Problem 1:
From the turbo forum thread, transcribe the part that opens with the words containing "1. Yes it will" and closes with "Slap her on!".
Problem 2:
In the turbo forum thread, what does a tangential manifold achieve by sending three cylinders into one volute and the other three into the second? Answer in one to three sentences.

# any help fitting/runing hx40w/18hotside /mk4 golf 2.8 24v engine



## adaptorman (Dec 12, 2007)

ive posted in the 2.8 forium but i think i should have posted here ,oppss
hi all im a bit in the dark regards this ,but ive a few querrys if anyone really knows
,
1, ive a stock mk4 2.8 4motion 
with a headspacer kit fitted,and ive bought a hx40w holset turbo 4inch inlet 4inch outlet, but im worryed as the hotside is a big 18,will this run on my engine,,,
2,is it a waste of time,if not will it be too late for boost to run 
3,ive heard if the manifold was a twinscroll set up it would spool better ,any idea what this means or how one is made ,as i carnt find any info on the idea,,, and a couple of pics of my old and new turbo


----------



## Weiss (Jun 21, 2004)

*Re: any help fitting/runing hx40w/18hotside /mk4 golf 2.8 24v engine (adaptorman)*


_Quote, originally posted by *adaptorman* »_ive posted in the 2.8 forium but i think i should have posted here ,oppss
hi all im a bit in the dark regards this ,but ive a few querrys if anyone really knows
,
1, ive a stock mk4 2.8 4motion 
with a headspacer kit fitted,and ive bought a hx40w holset turbo 4inch inlet 4inch outlet, but im worryed as the hotside is a big 18,will this run on my engine,,,
2,is it a waste of time,if not will it be too late for boost to run 
3,ive heard if the manifold was a twinscroll set up it would spool better ,any idea what this means or how one is made ,as i carnt find any info 

1. Yes it will work. We have plenty of cubes to push it. Given if you are running more than 12psi you should have no problem. Here's a MAP. 








3. A twin scroll turbine housing will be more effective on a tangential manifold, but it will still work just fine, sir. http://****************.com/smile/emthup.gif A tangential manifold means that, in our case, 3 of the equal firing cylinders are channeled into one volute of the turbine housing and the other 3 are channeled into the other volute. This keeps the separate exhaust pulses away from each other so to optimize flow and reduce reversion. It will simply give more top end and cooler combustion temperatures. 
Slap her on!
EDIT: If you have a previous dyno sheet I can tell you how effective it will be between idle and full boost. 


_Modified by Weiss at 7:16 PM 11-8-2008_


----------



## adaptorman (Dec 12, 2007)

well i hope ur right ,asd i know nothing regards this type of turbo ,so is this conpresser map same as my hx40w as im more worried regards the large hot side of 18 which is stamped,,,i aim to run a max //if possible 10/25psi ,dose anyone have any info of how a tangential manifold is made ,as i dont quite understand what it should look like as most manifolds are either like a opern box with the turbo bolted to the rear or 6clyinders with seperate pipes welded into a colector?,sorry to sound a bit thick on this ,or is it were u hac=ve 3 ports to one side of the turbo flange and another 3 to the other /


----------



## Weiss (Jun 21, 2004)

*Re: (adaptorman)*


_Quote, originally posted by *adaptorman* »_well i hope ur right ,asd i know nothing regards this type of turbo ,so is this conpresser map same as my hx40w as im more worried regards the large hot side of 18 which is stamped,,,i aim to run a max //if possible 10/25psi ,dose anyone have any info of how a tangential manifold is made ,as i dont quite understand what it should look like as most manifolds are either like a opern box with the turbo bolted to the rear or 6clyinders with seperate pipes welded into a colector?,sorry to sound a bit thick on this ,or is it were u hac=ve 3 ports to one side of the turbo flange and another 3 to the other /

I know of tons of other 2.8 or 3.2 guys running ~.80+ A/R turbines with no problems. Not sure when they get into the boost, never asked.

Data entries:
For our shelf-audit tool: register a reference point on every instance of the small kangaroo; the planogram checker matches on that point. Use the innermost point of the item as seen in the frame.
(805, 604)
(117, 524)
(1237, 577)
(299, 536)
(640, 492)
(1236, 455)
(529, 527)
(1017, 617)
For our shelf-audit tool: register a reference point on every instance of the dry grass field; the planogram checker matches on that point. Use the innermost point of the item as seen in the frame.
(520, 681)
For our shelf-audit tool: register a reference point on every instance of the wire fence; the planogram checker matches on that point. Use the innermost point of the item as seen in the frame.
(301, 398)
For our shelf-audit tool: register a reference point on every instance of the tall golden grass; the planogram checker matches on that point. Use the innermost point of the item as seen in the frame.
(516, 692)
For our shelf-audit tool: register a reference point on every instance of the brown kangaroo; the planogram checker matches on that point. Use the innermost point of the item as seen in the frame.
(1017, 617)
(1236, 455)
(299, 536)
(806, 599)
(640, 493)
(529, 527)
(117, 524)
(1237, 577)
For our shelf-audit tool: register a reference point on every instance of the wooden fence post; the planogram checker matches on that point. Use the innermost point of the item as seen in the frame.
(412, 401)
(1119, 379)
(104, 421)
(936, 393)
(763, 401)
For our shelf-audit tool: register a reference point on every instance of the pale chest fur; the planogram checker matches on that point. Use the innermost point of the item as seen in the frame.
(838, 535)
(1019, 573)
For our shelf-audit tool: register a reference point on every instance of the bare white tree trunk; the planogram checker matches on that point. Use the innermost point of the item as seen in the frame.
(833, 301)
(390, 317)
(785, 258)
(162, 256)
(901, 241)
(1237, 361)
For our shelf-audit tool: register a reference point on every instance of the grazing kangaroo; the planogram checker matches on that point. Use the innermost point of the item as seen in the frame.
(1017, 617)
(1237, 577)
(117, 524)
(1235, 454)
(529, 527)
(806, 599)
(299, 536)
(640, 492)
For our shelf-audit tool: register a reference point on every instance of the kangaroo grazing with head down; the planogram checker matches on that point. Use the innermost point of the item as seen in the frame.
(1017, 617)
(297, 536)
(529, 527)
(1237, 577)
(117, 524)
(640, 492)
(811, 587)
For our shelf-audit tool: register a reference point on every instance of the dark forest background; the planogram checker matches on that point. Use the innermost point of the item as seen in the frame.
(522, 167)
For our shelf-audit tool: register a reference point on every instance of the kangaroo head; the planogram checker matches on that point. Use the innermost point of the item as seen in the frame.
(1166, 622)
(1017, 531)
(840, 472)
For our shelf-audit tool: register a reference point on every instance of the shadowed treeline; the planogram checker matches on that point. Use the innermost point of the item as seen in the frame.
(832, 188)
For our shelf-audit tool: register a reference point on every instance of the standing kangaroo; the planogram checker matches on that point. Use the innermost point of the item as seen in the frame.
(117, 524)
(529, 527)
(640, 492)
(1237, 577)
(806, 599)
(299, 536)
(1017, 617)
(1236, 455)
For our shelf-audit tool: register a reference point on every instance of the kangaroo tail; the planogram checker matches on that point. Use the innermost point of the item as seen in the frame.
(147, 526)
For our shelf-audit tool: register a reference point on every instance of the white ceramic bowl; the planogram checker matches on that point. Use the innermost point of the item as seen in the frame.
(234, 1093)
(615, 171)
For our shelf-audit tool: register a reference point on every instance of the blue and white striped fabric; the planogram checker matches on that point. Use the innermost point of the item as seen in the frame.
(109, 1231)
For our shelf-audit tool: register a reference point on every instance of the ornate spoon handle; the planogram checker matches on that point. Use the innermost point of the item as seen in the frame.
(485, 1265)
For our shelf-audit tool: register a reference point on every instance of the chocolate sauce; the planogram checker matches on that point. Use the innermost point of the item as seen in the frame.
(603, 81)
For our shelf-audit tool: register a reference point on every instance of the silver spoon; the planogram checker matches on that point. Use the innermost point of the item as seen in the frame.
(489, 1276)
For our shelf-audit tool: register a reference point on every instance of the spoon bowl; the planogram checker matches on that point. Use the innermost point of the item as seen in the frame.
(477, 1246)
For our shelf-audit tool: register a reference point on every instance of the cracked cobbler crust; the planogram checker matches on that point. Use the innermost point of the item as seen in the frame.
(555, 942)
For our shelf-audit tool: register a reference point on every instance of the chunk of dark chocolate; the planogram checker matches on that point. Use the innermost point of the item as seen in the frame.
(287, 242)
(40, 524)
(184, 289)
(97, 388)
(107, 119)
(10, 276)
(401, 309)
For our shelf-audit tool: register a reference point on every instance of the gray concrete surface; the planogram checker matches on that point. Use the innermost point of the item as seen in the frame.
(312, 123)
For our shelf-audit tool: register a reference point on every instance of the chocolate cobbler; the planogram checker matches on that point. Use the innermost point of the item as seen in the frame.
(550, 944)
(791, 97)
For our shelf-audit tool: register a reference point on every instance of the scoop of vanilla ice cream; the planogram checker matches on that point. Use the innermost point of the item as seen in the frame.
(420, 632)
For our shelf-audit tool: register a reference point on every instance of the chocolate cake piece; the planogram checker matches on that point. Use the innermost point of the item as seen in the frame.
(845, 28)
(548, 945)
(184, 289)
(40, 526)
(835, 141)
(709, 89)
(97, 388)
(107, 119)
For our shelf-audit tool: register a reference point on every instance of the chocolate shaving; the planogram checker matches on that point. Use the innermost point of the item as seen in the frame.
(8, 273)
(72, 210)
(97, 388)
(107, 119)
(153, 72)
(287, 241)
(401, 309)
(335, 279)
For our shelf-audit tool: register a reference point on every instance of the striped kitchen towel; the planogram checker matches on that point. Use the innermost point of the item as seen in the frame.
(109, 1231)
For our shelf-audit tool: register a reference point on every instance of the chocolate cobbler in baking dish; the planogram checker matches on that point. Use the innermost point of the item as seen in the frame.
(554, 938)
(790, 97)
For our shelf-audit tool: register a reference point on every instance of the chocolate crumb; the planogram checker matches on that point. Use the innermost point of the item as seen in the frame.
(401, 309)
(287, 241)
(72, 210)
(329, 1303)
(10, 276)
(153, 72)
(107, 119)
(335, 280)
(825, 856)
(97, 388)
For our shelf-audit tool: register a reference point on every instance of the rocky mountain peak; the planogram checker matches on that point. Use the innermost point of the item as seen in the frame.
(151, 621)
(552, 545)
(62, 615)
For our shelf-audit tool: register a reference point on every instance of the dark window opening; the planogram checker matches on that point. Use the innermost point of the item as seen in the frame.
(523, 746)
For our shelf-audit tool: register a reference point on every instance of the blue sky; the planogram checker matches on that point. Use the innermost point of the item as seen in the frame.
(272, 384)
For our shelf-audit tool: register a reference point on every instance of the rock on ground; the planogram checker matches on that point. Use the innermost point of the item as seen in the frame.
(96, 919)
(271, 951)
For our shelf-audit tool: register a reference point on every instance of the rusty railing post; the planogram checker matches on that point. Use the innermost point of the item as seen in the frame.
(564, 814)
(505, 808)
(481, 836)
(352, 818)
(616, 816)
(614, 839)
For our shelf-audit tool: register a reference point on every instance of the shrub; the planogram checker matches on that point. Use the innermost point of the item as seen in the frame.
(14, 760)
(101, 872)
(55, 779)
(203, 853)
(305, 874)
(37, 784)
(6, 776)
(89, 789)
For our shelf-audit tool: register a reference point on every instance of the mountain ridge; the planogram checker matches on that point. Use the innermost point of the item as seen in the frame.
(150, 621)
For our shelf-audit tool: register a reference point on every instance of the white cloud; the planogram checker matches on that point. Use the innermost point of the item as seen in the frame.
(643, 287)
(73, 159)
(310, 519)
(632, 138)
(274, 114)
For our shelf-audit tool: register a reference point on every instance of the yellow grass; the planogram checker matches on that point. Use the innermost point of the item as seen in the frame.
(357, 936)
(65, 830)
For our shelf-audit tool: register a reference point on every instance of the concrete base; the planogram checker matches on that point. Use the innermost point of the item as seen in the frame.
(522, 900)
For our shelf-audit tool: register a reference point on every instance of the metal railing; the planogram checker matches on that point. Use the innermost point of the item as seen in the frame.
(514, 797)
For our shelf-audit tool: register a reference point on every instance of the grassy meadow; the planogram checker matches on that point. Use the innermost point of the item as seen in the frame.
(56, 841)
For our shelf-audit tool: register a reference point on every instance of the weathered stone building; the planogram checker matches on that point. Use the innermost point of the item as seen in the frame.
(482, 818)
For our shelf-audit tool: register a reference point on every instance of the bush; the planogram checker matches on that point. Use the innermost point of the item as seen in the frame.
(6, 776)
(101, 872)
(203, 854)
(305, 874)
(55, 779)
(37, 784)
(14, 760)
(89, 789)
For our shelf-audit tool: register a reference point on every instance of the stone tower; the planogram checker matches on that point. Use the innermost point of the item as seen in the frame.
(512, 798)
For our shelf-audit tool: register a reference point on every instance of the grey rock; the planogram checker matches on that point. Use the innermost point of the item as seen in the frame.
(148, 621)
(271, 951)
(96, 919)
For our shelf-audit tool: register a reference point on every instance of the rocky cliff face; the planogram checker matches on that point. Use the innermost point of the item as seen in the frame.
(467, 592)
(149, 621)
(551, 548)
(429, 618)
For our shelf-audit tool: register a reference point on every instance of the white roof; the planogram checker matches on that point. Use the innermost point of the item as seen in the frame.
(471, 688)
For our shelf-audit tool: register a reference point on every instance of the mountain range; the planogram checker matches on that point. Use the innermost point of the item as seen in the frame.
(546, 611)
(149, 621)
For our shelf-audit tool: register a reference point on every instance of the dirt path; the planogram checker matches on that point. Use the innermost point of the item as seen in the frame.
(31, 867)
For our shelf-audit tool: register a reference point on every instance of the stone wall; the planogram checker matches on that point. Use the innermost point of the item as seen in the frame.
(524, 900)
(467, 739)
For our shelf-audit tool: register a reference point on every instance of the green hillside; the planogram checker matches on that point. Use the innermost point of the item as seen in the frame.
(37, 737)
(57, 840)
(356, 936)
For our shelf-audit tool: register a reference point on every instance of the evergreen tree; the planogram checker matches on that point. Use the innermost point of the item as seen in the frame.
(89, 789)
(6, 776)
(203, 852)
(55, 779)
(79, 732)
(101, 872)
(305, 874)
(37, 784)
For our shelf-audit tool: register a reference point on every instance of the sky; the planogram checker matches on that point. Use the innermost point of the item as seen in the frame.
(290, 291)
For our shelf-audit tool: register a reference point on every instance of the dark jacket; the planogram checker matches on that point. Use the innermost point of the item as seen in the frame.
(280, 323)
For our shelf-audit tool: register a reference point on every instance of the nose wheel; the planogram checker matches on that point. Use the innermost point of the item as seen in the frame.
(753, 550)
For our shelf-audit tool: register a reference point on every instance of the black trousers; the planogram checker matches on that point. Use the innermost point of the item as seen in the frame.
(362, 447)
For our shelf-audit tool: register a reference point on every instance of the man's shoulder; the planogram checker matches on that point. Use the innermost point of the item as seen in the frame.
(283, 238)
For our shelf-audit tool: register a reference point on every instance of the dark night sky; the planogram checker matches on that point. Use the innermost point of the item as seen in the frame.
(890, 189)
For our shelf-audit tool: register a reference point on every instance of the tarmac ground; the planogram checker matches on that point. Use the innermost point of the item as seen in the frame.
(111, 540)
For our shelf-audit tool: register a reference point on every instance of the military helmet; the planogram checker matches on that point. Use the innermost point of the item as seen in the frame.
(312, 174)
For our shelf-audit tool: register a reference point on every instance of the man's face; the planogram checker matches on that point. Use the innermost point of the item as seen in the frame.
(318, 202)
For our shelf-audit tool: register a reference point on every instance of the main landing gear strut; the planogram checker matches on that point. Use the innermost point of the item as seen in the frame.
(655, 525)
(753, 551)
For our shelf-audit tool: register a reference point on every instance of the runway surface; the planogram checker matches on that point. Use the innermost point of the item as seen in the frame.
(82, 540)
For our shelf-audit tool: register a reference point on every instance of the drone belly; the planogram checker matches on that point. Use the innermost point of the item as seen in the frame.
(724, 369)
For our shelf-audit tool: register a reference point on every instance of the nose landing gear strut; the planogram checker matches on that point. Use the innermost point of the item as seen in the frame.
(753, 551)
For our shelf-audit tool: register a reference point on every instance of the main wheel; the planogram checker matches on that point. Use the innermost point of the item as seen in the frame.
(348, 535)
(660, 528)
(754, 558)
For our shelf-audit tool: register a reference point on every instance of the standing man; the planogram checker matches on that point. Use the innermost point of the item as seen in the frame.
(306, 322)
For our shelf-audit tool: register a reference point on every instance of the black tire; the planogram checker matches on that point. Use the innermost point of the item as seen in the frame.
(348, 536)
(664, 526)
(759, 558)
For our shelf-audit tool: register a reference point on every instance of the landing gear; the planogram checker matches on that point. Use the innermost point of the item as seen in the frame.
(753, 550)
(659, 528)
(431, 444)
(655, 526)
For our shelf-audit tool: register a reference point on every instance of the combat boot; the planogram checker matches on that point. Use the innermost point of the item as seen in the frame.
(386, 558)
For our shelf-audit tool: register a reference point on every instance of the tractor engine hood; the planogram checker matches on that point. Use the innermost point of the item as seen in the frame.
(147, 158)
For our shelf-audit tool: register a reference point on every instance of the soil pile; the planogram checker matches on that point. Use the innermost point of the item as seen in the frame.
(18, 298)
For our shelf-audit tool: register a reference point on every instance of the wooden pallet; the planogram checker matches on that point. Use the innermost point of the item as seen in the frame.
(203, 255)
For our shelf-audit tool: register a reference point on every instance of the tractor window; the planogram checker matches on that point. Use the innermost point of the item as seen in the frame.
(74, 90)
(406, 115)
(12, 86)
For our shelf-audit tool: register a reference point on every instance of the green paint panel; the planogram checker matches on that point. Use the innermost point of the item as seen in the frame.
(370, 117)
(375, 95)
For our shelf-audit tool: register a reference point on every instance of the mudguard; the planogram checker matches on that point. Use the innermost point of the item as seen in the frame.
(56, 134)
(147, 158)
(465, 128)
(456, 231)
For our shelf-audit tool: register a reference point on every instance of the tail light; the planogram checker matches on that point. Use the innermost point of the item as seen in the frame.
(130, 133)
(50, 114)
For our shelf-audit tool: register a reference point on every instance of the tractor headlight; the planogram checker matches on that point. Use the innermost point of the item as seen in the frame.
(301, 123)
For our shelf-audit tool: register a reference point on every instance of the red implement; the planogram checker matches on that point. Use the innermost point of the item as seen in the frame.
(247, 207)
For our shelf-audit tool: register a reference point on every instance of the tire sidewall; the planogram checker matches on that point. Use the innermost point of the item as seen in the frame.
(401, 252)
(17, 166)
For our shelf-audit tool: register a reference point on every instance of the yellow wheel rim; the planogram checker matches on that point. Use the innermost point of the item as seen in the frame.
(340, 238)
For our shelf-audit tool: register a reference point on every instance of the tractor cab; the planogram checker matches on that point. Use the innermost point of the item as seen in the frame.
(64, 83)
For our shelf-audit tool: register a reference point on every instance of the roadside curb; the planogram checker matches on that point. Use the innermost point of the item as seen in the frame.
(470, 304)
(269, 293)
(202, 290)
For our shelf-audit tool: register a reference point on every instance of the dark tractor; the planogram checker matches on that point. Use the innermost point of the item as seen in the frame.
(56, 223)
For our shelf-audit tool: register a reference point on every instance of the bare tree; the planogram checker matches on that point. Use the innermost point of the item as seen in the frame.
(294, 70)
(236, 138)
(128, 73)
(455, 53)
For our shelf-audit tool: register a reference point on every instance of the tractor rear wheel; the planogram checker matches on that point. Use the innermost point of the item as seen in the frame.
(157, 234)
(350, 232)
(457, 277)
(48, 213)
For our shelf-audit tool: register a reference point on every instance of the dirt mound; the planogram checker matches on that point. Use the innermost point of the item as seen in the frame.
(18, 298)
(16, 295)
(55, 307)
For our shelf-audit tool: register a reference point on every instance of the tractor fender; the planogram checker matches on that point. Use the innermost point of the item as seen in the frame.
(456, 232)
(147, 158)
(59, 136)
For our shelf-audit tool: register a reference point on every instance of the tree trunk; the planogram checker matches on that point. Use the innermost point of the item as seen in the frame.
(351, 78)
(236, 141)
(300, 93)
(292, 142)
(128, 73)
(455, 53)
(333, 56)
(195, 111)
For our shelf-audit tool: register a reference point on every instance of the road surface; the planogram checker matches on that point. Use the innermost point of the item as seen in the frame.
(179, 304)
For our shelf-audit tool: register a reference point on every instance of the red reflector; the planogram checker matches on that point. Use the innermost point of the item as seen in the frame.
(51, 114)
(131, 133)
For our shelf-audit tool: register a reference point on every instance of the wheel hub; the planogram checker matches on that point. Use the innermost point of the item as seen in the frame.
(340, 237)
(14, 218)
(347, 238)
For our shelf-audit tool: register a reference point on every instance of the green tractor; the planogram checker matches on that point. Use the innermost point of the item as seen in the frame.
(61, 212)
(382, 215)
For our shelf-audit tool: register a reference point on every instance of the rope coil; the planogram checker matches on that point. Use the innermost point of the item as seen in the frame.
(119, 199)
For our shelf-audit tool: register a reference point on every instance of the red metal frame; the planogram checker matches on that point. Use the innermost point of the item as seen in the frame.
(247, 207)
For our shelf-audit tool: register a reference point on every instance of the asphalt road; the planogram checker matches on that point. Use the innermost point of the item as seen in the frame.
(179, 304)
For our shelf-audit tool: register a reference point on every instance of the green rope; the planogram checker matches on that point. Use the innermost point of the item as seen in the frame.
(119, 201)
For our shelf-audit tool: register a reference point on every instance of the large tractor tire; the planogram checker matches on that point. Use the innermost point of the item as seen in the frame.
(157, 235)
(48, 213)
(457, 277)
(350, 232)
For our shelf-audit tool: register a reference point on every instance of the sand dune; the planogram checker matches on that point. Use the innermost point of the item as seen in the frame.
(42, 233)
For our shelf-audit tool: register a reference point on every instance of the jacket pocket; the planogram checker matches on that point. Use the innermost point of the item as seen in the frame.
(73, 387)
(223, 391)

Complete output 1:
1. Yes it will work. We have plenty of cubes to push it. Given if you are running more than 12psi you should have no problem. Here's a MAP. 








3. A twin scroll turbine housing will be more effective on a tangential manifold, but it will still work just fine, sir. http://****************.com/smile/emthup.gif A tangential manifold means that, in our case, 3 of the equal firing cylinders are channeled into one volute of the turbine housing and the other 3 are channeled into the other volute. This keeps the separate exhaust pulses away from each other so to optimize flow and reduce reversion. It will simply give more top end and cooler combustion temperatures. 
Slap her on!

Complete output 2:
It keeps the separate exhaust pulses away from each other, which optimizes flow and reduces reversion. The reply says this gives more top end and cooler combustion temperatures.